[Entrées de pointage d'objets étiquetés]
-------------------------
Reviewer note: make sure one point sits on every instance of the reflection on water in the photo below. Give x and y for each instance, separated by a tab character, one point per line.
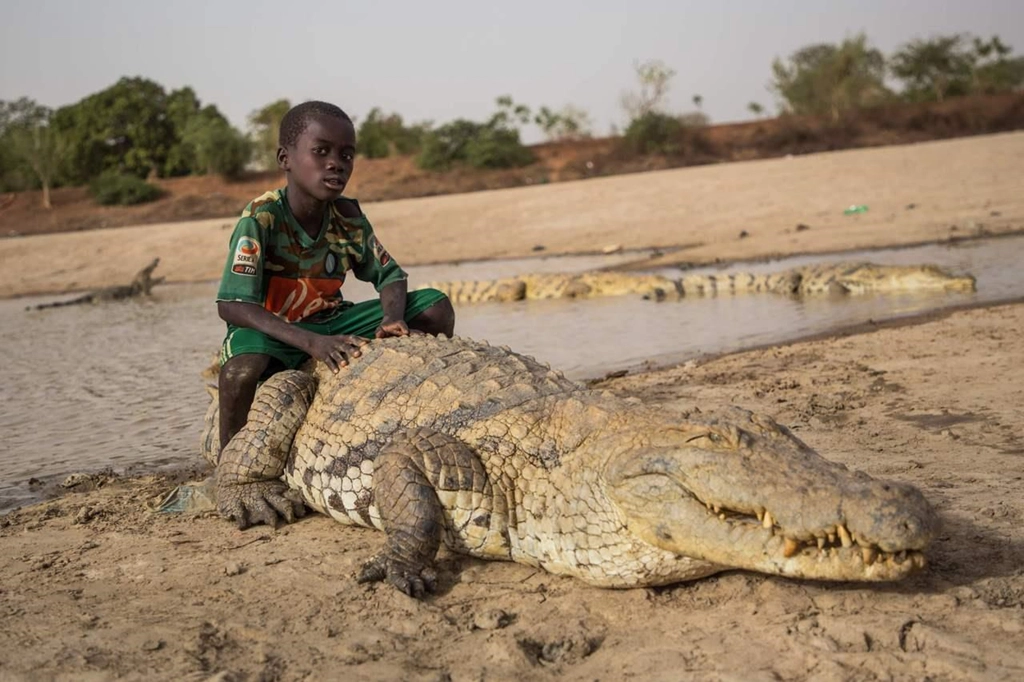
89	387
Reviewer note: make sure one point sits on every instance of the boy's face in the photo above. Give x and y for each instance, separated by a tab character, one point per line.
322	160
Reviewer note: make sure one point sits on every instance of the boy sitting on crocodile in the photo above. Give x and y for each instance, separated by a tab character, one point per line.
281	292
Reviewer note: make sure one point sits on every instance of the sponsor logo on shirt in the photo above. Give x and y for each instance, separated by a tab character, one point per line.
246	257
383	257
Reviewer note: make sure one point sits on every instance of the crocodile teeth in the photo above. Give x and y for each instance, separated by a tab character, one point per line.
844	536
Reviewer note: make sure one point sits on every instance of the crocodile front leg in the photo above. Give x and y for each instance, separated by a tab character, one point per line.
249	485
428	484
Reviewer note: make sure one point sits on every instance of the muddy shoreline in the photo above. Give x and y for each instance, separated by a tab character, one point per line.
94	587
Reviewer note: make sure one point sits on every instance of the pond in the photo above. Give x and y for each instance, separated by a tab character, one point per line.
91	387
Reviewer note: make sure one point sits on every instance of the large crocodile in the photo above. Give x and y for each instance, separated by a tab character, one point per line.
141	285
853	278
500	457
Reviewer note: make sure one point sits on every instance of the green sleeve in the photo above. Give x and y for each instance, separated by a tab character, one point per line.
377	265
243	276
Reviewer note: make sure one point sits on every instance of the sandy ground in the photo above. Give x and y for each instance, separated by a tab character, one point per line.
94	587
915	194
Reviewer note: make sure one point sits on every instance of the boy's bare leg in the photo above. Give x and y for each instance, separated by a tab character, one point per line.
438	318
239	378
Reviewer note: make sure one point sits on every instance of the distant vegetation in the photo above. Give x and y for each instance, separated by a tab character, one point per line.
117	139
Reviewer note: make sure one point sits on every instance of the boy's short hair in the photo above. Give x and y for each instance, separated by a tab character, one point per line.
298	118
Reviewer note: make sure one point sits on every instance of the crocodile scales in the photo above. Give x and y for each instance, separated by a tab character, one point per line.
497	456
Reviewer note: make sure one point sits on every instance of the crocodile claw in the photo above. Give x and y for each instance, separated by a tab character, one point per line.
417	582
262	502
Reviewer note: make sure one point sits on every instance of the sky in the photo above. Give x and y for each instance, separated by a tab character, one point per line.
452	58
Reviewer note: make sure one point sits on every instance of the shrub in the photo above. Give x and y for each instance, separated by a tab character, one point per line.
116	188
478	144
498	147
381	135
654	133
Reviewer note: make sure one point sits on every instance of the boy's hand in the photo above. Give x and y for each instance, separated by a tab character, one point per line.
392	328
336	351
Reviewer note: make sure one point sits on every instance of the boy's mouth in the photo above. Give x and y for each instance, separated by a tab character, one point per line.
335	182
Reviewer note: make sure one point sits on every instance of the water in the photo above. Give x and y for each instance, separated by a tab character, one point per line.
117	385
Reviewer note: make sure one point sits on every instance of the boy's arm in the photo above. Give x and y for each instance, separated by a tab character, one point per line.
335	351
393	306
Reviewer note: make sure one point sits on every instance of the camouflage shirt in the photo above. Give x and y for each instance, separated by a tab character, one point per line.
273	262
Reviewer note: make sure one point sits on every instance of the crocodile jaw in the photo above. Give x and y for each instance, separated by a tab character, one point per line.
772	506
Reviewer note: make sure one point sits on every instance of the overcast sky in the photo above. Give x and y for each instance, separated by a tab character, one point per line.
450	58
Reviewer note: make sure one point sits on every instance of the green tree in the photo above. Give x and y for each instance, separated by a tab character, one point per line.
934	69
265	124
216	146
205	141
29	137
828	80
124	127
569	123
492	144
653	77
992	70
382	135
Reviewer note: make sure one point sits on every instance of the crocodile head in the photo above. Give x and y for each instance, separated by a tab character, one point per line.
744	493
865	278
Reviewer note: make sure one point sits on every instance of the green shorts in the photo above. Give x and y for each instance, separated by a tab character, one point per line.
359	320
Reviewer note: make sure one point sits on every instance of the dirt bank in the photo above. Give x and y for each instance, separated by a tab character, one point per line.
921	193
94	587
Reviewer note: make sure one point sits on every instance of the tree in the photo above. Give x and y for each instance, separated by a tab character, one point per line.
992	70
381	135
569	123
828	80
492	144
265	124
216	146
509	113
27	132
124	128
653	79
934	69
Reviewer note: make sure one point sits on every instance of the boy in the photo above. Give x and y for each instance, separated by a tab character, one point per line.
281	292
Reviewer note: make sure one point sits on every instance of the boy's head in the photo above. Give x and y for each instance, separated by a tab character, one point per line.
316	150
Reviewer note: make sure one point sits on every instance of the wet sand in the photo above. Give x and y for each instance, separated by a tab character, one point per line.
92	586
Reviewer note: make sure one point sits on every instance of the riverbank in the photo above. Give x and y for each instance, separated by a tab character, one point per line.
931	192
95	587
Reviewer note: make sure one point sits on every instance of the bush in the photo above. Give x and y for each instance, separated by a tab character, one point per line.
654	133
477	144
381	135
115	188
224	151
498	147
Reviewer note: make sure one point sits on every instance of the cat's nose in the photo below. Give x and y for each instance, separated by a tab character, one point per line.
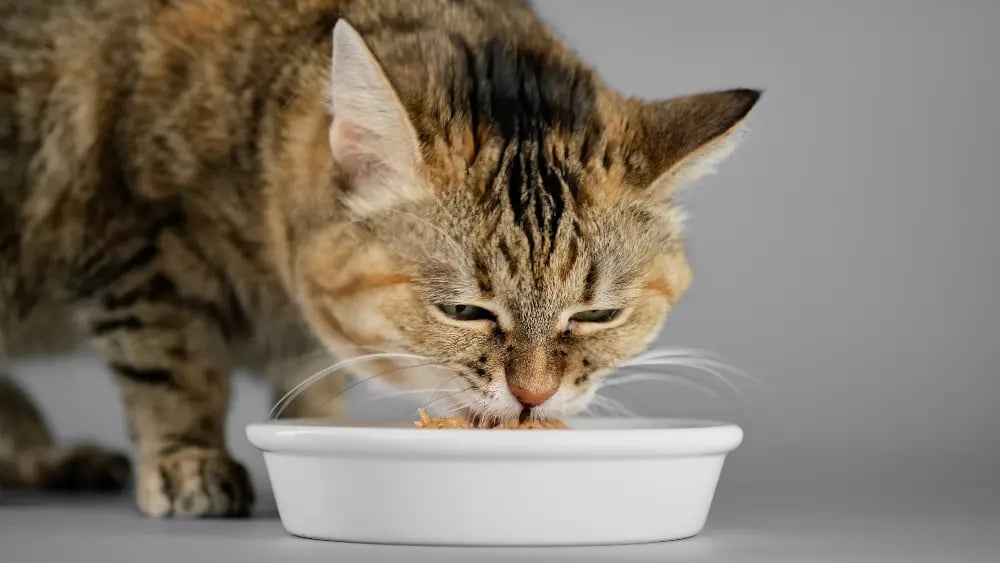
-------------------------
**Consigne donnée**
Remplacez « photo » par « snapshot » dans tous les enregistrements et recopiez les lignes sans rien changer d'autre. Laissez les images de côté dans votre réponse.

**Exercice corrigé**
Reviewer note: make sure one point sits on every instance of the reflection on water in the snapshot below. Give x and y for each instance, separated by a tab character, one point per line.
89	387
Reviewer note: make sure one point sits on every instance of the boy's face in the snapshot above. Give x and y for each instance, separated by a tab character, one point per line.
322	160
Reviewer note: make sure one point sits on every instance of the boy sitting on crocodile in the snapshot above. Give x and y for each instance, separated by a tab character, one point per line.
281	292
Reviewer note: make sure one point sits on every instance of the sponsor logo on shirt in the snapshot above. Give x and y for each instance, separated by a tab character, one point per line.
246	257
383	257
Reviewer note: make sure one point sits on every instance of the crocodile teeth in the snapshot above. Give x and y for each instance, separated by a tab character, one point per line.
844	536
Reviewer note: make sure one point sits on every instance of the crocodile front leg in the snapshot above. Give x and y for each instance, separated by a tab character, one point per line.
249	485
428	484
Reviewer note: make sure one point sits on every instance of the muddy shoreline in the snapshot above. Give x and y for each instance, separated by a tab character, one point per line.
94	587
Reviewer note: make sure one point sits on every instance of the pond in the snapshot above. Give x and y for each instance, separated by a tab character, one point per line.
91	387
Reviewer note: make sure one point sits on every instance of the large crocodile in the snapshot above. Give x and y for each instance, separated by a tab character, one point per line.
141	285
853	278
500	457
Reviewer note: make sure one point sits on every instance of the green sleeve in the snapshot above. Give x and y for each instance, separated by a tab character, one point per line.
377	265
243	276
Reviewer note: make sure one point sits on every instance of the sandy ground in the snapshot above. Give x and y for each instance, separated by a tab character, one point per line.
94	587
915	194
Reviewer note: make sure one point sits on every instance of the boy's bare leg in the snapshot above. Give x and y for each instance, separated by a tab character, one point per line.
438	318
239	378
Reviewer note: make sure one point sits on every instance of the distant vegetation in the snapshot above. Give x and y for each instance, separated by a tab character, one point per line.
117	139
Reviewer note: make sure one point sits on every instance of the boy's short hair in the snapshot above. Give x and y for each instance, separated by a tab character, one point per line.
298	118
Reviewer note: make sure one point sits on every instance of the crocodile scales in the snapshot above. Give x and y for each instance, separated by a tab character, one point per line.
497	456
Reviewer note: make sure one point sits on every instance of the crocodile claw in the snapshot above. Give x and y for each instance, separated by a tab character, one point per line.
417	582
262	502
Reviewer note: make sure one point sits on every instance of the sky in the snapshot above. Give x and y for each instance, separated by a tab character, one point per line.
452	58
Reviewer note: make sure one point sits on every instance of the shrub in the snapshot above. Give x and y for each instance, separated by a tab character, one point per line.
116	188
478	144
498	147
381	135
654	133
Reviewer note: make sure one point sits on every instance of the boy's hand in the snapshot above. Give x and y for each instance, separated by a tab character, one point per line.
392	328
336	351
Reviewer note: make sure one point sits on every instance of the boy's mouth in the snapshot above. Give x and y for each instance, separated by a tab character, one point per line.
335	182
Reviewer note: make sure one point sits on every instance of the water in the snapshot above. Give x and y for each instance, separated by a tab character, one point per line.
117	385
Reviewer note: make sure one point sits on every instance of the boy's arm in the snapshot above. Give x and y for each instance, separated by a tab character, one point per line.
335	351
393	306
Reviewer note: make sure one point sits on every instance of the camouflage shirt in the snapshot above. Give x and y for each instance, separated by a tab character, one point per line.
273	262
Reviewer note: make sure one point sits on every instance of the crocodile jaw in the snapshot above. Give x and y for each instance, separated by a tab character, one point per line.
772	506
Reviewer note: make sure one point sits on every instance of the overcast sky in the snapshot above. Give x and y for each instance, separated by a tab character, one point per line.
450	58
Reviewer note: make sure one point sits on every instance of the green tree in the snapshot above. Give x and y for each instance, separated by a tab character, one point per line.
934	69
265	124
216	146
205	141
29	137
828	80
124	127
569	123
492	144
653	77
992	70
382	135
Reviewer note: make sure one point sits on every instance of the crocodile head in the snapshot above. Give x and y for each instance, separated by a tab character, one point per line.
744	493
865	278
Reviewer note: make sure one point sits on every instance of the green shorts in the snapshot above. Give x and y for each instance, separated by a tab character, one point per line.
359	320
Reviewer note: make sure one point sits on every instance of the dirt bank in the snapshot above. Give x and y for each instance, separated by a tab character, one point per line.
921	193
94	587
Reviewer note: make sure one point sits on every instance of the tree in the snapshot above. Give x and y for each instance, separated by a tab character, one point per line.
992	70
381	135
569	123
828	80
492	144
265	124
216	146
509	113
27	132
124	128
653	79
934	69
Reviewer note: make sure one point sits on every instance of the boy in the snapshot above. Give x and y for each instance, separated by a tab character, one point per line.
281	292
Reviewer note: make sure one point sits on every instance of the boy's head in the snapshot above. Give x and y for each instance, separated by a tab character, one point per line.
316	150
Reviewer note: make sure one point sits on every instance of the wet sand in the snapshot above. Give x and y for each instance, separated by a tab character, one point per line.
92	586
Reviewer note: make sure one point sits on every instance of the riverbank in the snapshot above. Give x and y for each instance, separated by a tab character, one point per line.
931	192
95	587
Reviewer note: make sure one point sits on every instance of the bush in the snapshot above. Give x and y for each instance, separated by a tab character, one point per line.
654	133
477	144
381	135
115	188
224	151
498	147
Reviewer note: make sure one point sits on every instance of the cat's nose in the snapshot below. Give x and y for each instance, separated by a tab character, one point per line.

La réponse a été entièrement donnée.